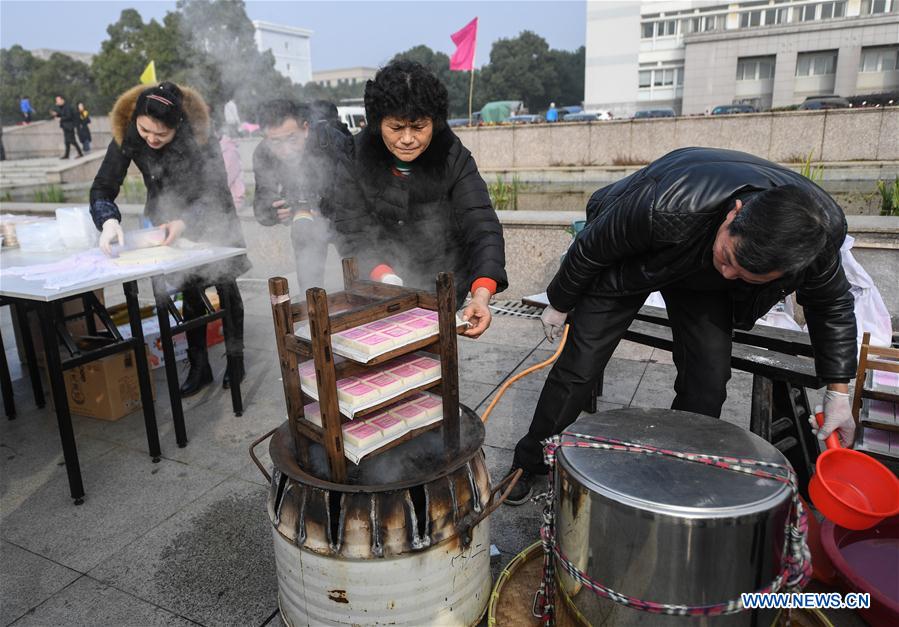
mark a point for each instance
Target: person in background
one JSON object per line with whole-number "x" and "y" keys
{"x": 165, "y": 131}
{"x": 724, "y": 236}
{"x": 326, "y": 111}
{"x": 232, "y": 119}
{"x": 84, "y": 131}
{"x": 68, "y": 121}
{"x": 25, "y": 108}
{"x": 231, "y": 157}
{"x": 414, "y": 204}
{"x": 233, "y": 167}
{"x": 552, "y": 114}
{"x": 295, "y": 167}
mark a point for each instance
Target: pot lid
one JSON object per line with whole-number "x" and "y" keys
{"x": 667, "y": 485}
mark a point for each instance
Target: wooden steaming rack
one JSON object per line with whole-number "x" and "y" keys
{"x": 360, "y": 302}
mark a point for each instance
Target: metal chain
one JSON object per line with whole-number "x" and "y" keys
{"x": 796, "y": 558}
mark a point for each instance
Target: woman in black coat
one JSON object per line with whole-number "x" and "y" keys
{"x": 413, "y": 201}
{"x": 165, "y": 132}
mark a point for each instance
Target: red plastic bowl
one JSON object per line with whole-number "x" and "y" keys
{"x": 852, "y": 489}
{"x": 868, "y": 561}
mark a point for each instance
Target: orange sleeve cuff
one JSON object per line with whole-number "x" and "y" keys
{"x": 490, "y": 284}
{"x": 379, "y": 271}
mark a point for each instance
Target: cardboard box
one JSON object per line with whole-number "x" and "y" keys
{"x": 77, "y": 328}
{"x": 106, "y": 389}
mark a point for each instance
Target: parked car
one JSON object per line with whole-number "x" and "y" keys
{"x": 524, "y": 119}
{"x": 587, "y": 116}
{"x": 500, "y": 110}
{"x": 731, "y": 109}
{"x": 654, "y": 113}
{"x": 817, "y": 103}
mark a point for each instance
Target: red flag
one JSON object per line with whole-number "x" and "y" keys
{"x": 465, "y": 40}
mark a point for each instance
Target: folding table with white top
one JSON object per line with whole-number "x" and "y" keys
{"x": 32, "y": 291}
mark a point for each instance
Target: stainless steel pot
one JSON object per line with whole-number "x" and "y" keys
{"x": 665, "y": 530}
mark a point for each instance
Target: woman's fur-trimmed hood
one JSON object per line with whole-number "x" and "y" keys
{"x": 195, "y": 110}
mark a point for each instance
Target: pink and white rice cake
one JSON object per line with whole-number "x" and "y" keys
{"x": 313, "y": 413}
{"x": 358, "y": 394}
{"x": 387, "y": 423}
{"x": 433, "y": 405}
{"x": 361, "y": 434}
{"x": 412, "y": 415}
{"x": 428, "y": 365}
{"x": 409, "y": 375}
{"x": 377, "y": 325}
{"x": 385, "y": 383}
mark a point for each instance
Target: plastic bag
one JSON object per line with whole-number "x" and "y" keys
{"x": 871, "y": 313}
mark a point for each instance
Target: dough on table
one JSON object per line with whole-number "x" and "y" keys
{"x": 388, "y": 424}
{"x": 361, "y": 434}
{"x": 147, "y": 256}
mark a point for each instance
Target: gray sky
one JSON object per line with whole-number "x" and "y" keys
{"x": 346, "y": 33}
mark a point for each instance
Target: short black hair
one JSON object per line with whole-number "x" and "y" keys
{"x": 323, "y": 110}
{"x": 408, "y": 91}
{"x": 276, "y": 112}
{"x": 782, "y": 229}
{"x": 164, "y": 102}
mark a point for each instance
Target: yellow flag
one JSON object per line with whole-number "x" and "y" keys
{"x": 149, "y": 75}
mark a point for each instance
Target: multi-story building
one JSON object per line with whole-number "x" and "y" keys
{"x": 291, "y": 47}
{"x": 695, "y": 55}
{"x": 46, "y": 53}
{"x": 344, "y": 76}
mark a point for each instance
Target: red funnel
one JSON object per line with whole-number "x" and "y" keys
{"x": 851, "y": 489}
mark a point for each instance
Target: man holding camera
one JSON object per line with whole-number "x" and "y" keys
{"x": 294, "y": 168}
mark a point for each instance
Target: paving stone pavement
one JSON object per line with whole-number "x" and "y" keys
{"x": 187, "y": 540}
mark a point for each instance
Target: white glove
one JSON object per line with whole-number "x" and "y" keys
{"x": 392, "y": 279}
{"x": 837, "y": 417}
{"x": 553, "y": 323}
{"x": 112, "y": 230}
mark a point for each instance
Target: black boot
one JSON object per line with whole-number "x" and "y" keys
{"x": 239, "y": 372}
{"x": 200, "y": 374}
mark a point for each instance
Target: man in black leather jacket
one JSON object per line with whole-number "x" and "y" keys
{"x": 724, "y": 236}
{"x": 294, "y": 168}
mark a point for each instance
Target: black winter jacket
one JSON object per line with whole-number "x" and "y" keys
{"x": 185, "y": 180}
{"x": 656, "y": 226}
{"x": 312, "y": 180}
{"x": 68, "y": 117}
{"x": 437, "y": 219}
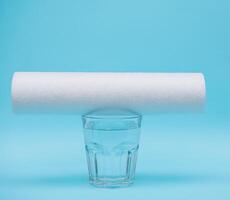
■ ■ ■
[WHAT TO WORK ON] Copy these entries precisely and drop any picture.

[REPLY]
mark a point for each instance
Target: person in background
one JSON object per line with whole-number "x" and "y" keys
{"x": 165, "y": 131}
{"x": 724, "y": 236}
{"x": 326, "y": 111}
{"x": 232, "y": 119}
{"x": 84, "y": 131}
{"x": 68, "y": 121}
{"x": 25, "y": 108}
{"x": 231, "y": 157}
{"x": 414, "y": 204}
{"x": 233, "y": 167}
{"x": 552, "y": 114}
{"x": 295, "y": 167}
mark a point for each instance
Target: pot lid
one JSON object per line with whole-number "x" and "y" keys
{"x": 667, "y": 485}
mark a point for each instance
Target: wooden steaming rack
one JSON object per line with whole-number "x" and "y" keys
{"x": 360, "y": 302}
mark a point for each instance
Target: metal chain
one JSON object per line with whole-number "x" and "y" keys
{"x": 796, "y": 558}
mark a point for each instance
Target: woman in black coat
one JSON object per line with whole-number "x" and "y" keys
{"x": 413, "y": 201}
{"x": 165, "y": 132}
mark a point for each instance
Target: red plastic bowl
one JSON object per line with whole-number "x" and "y" keys
{"x": 852, "y": 489}
{"x": 868, "y": 561}
mark a point for each instance
Target: orange sleeve cuff
one JSON object per line with whole-number "x" and "y" keys
{"x": 490, "y": 284}
{"x": 379, "y": 271}
mark a point for each instance
Target: cardboard box
one JSON object per line with whole-number "x" and "y" keys
{"x": 77, "y": 328}
{"x": 106, "y": 389}
mark a point for each instance
Target: parked car
one JSON object per line with whole-number "x" and "y" keys
{"x": 524, "y": 119}
{"x": 587, "y": 116}
{"x": 500, "y": 110}
{"x": 731, "y": 109}
{"x": 654, "y": 113}
{"x": 817, "y": 103}
mark a point for each instance
Target: red flag
one JSON object per line with whole-number "x" and "y" keys
{"x": 465, "y": 40}
mark a point for each instance
Target: folding table with white top
one JSON object per line with whole-number "x" and "y" keys
{"x": 32, "y": 291}
mark a point for each instance
Target: stainless steel pot
one JSON object per line with whole-number "x" and "y" keys
{"x": 665, "y": 530}
mark a point for each instance
Target: woman's fur-trimmed hood
one JSON object per line with whole-number "x" and "y" keys
{"x": 195, "y": 110}
mark a point for each instance
Target: pink and white rice cake
one JSON object per line with whole-number "x" and "y" keys
{"x": 313, "y": 413}
{"x": 358, "y": 394}
{"x": 387, "y": 423}
{"x": 433, "y": 405}
{"x": 361, "y": 434}
{"x": 412, "y": 415}
{"x": 428, "y": 365}
{"x": 409, "y": 375}
{"x": 377, "y": 325}
{"x": 385, "y": 383}
mark a point for each instance
Target: plastic bag
one JSON object per line with whole-number "x" and "y" keys
{"x": 871, "y": 313}
mark a point for each instance
Target: dough on table
one JSON object per line with whole-number "x" and "y" keys
{"x": 388, "y": 424}
{"x": 361, "y": 434}
{"x": 147, "y": 256}
mark a point for each instance
Target: gray sky
one JSON object per line with whole-number "x" and "y" keys
{"x": 346, "y": 33}
mark a point for each instance
Target: short black hair
one JSON object per line with whole-number "x" and "y" keys
{"x": 323, "y": 110}
{"x": 408, "y": 91}
{"x": 276, "y": 112}
{"x": 782, "y": 229}
{"x": 164, "y": 102}
mark a point for each instance
Target: yellow flag
one JSON object per line with whole-number "x" and "y" keys
{"x": 149, "y": 75}
mark a point for each instance
Target: multi-story building
one JSON object per line with whole-number "x" and "y" keys
{"x": 291, "y": 47}
{"x": 695, "y": 55}
{"x": 46, "y": 53}
{"x": 344, "y": 76}
mark a point for each instance
Target: red funnel
one JSON object per line with whole-number "x" and "y" keys
{"x": 851, "y": 489}
mark a point for each instance
Target: man holding camera
one JSON object per line with whole-number "x" and "y" keys
{"x": 294, "y": 168}
mark a point for each instance
Target: paving stone pavement
one JSON object per line with whole-number "x" and "y" keys
{"x": 187, "y": 540}
mark a point for each instance
Target: white glove
one JSON object per line with whole-number "x" and "y" keys
{"x": 392, "y": 279}
{"x": 837, "y": 417}
{"x": 553, "y": 323}
{"x": 112, "y": 230}
mark a point for each instance
Target: black boot
one JSON object per line with whole-number "x" and "y" keys
{"x": 239, "y": 372}
{"x": 200, "y": 374}
mark a point for each instance
Target: man in black leather jacket
one JSON object per line with whole-number "x" and "y" keys
{"x": 724, "y": 236}
{"x": 294, "y": 168}
mark a point for each instance
Target: black winter jacket
one JSON object per line with whole-number "x" and "y" keys
{"x": 185, "y": 180}
{"x": 656, "y": 226}
{"x": 312, "y": 180}
{"x": 68, "y": 117}
{"x": 437, "y": 219}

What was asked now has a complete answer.